## TEXT PASSAGE
Co-immunoprecipitation
Approximate 1 × 106 GBC-SD or NOZ cells were harvested and washed twice with PBS. The cells were lysed in 1 ml lysis buffer (50 mM Tris-HCl, 150 mM NaCl, 1% Triton X-100, 1 mM EDTA, Millipore) supplemented with cOmplete™ EDTA-free Protease Inhibitor Cocktail (Roche) and PhosSTOP Phosphatase Inhibitor Cocktail Tablets (Roche) for 30 min on ice. The cell lysates were centrifuged at 4 °C for 5 min at 15,000 × g. The protein concentrations were determined by BCA-based method. For inputs, 500 µg of cell lysate was mixed with 5× Loading Buffer (Solarbio) and heated for 10 min at 100 °C. Immunoprecipitations were performed by employing Catch and Release kit v2.0 (Cat. #17-500, Millipore). Briefly, total 500 µl of reaction mass, including 500 µg of cell lysates, 4 µg of antibody (anti-OLFM4, anti-TGFβRI or normal IgG antibody), 10 µl of antibody capture affinity ligand and appropriate amount of wash buffer, was incubated in a spin column on a rotating wheel at 4 °C for 12 h. Then, the column was centrifuged and washed three times with 400 µl wash buffer. The elutes were collected for immunoblotting by adding denaturing elution buffer containing β-ME.
His pull-down assay
For pull-down assay, anti-His-tag mAb-Magnetic Beads (Cat No. D291-11, MBL) were blocked with 5% BSA for 1 h, then incubated with OLFM4 Protein (Cat No. HY-P71179, MedChemExpress) and TGFBR1 Protein (Cat No. T07-13G, SignalChem) at 4 °C for 2 h on a rotating wheel. In competitive binding assays, TGF-β was added at concentrations of 0.5 and 0.25 μg/mL (Cat No. HZ-1011, Proteintech). After incubation, the supernatants were completely discarded using a magnetic stand, and the protein-bound beads were washed five times with wash buffer. Proteins were eluted by adding loading buffer and heated at 100 °C for immunoblotting.

Saved entries:
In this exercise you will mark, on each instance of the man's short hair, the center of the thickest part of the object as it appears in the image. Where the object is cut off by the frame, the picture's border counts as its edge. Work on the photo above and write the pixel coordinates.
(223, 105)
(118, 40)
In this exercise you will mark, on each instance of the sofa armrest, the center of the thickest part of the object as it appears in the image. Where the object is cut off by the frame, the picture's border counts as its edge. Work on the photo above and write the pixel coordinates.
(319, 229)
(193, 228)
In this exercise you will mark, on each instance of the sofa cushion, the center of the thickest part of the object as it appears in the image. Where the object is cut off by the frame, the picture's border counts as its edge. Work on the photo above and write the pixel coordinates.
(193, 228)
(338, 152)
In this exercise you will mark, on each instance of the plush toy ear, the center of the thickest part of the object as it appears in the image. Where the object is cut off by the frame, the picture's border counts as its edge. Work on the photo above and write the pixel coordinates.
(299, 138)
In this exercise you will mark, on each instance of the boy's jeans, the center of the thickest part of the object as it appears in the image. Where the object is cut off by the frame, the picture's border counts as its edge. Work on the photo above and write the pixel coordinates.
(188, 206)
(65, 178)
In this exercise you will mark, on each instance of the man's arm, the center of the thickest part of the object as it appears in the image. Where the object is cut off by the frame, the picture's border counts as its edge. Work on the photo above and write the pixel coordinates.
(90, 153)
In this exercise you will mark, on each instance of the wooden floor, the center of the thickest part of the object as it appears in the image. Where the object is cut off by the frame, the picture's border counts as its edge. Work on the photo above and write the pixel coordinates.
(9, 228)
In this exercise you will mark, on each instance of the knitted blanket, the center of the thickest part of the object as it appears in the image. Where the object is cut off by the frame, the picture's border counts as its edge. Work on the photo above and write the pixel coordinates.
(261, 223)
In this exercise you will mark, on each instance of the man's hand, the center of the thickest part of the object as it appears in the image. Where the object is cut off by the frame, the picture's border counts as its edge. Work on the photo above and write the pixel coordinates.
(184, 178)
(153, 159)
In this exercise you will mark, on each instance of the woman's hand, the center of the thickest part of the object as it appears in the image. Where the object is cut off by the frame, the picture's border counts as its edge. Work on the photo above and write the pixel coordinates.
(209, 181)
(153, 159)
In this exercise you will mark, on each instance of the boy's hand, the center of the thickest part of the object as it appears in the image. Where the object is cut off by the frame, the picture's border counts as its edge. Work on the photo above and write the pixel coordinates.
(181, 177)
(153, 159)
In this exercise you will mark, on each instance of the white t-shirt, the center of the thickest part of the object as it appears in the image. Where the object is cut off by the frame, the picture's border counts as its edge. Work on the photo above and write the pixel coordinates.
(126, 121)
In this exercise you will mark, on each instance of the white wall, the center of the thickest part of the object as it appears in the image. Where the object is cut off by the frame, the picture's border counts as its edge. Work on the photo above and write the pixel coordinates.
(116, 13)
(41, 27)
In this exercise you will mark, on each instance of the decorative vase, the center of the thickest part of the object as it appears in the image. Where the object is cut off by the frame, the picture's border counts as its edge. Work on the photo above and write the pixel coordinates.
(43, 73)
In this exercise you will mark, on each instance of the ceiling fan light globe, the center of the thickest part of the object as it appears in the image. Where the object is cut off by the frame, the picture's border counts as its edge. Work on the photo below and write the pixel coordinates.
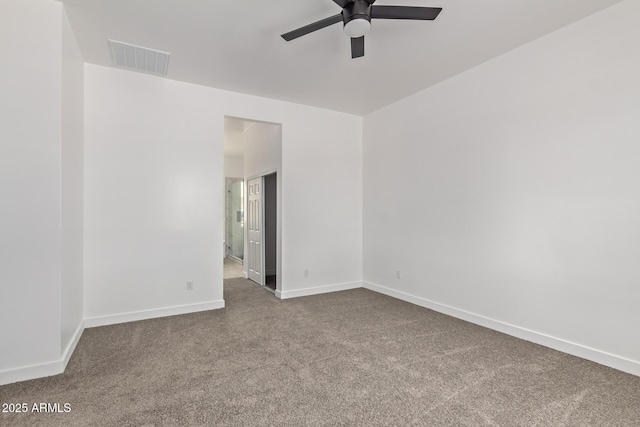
(357, 27)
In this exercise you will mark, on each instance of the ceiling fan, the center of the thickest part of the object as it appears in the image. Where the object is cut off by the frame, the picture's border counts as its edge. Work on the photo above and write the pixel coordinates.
(357, 15)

## TASK DIRECTIONS
Rewrite the paragraph of the protocol text that begins "For pull-down assay" as a short list of steps, keeping its main facts. The items have no connection to the protocol text.

## TASK OUTPUT
- Block anti-His-tag mAb-Magnetic Beads (MBL) with 5% BSA for 1 h.
- Incubate the beads with OLFM4 Protein (MedChemExpress) and TGFBR1 Protein (SignalChem) at 4 °C for 2 h on a rotating wheel.
- For competitive binding assays, add TGF-β (Proteintech) at 0.5 and 0.25 μg/mL.
- Discard the supernatants completely using a magnetic stand, then wash the protein-bound beads five times with wash buffer.
- Elute the proteins with loading buffer and heat at 100 °C for immunoblotting.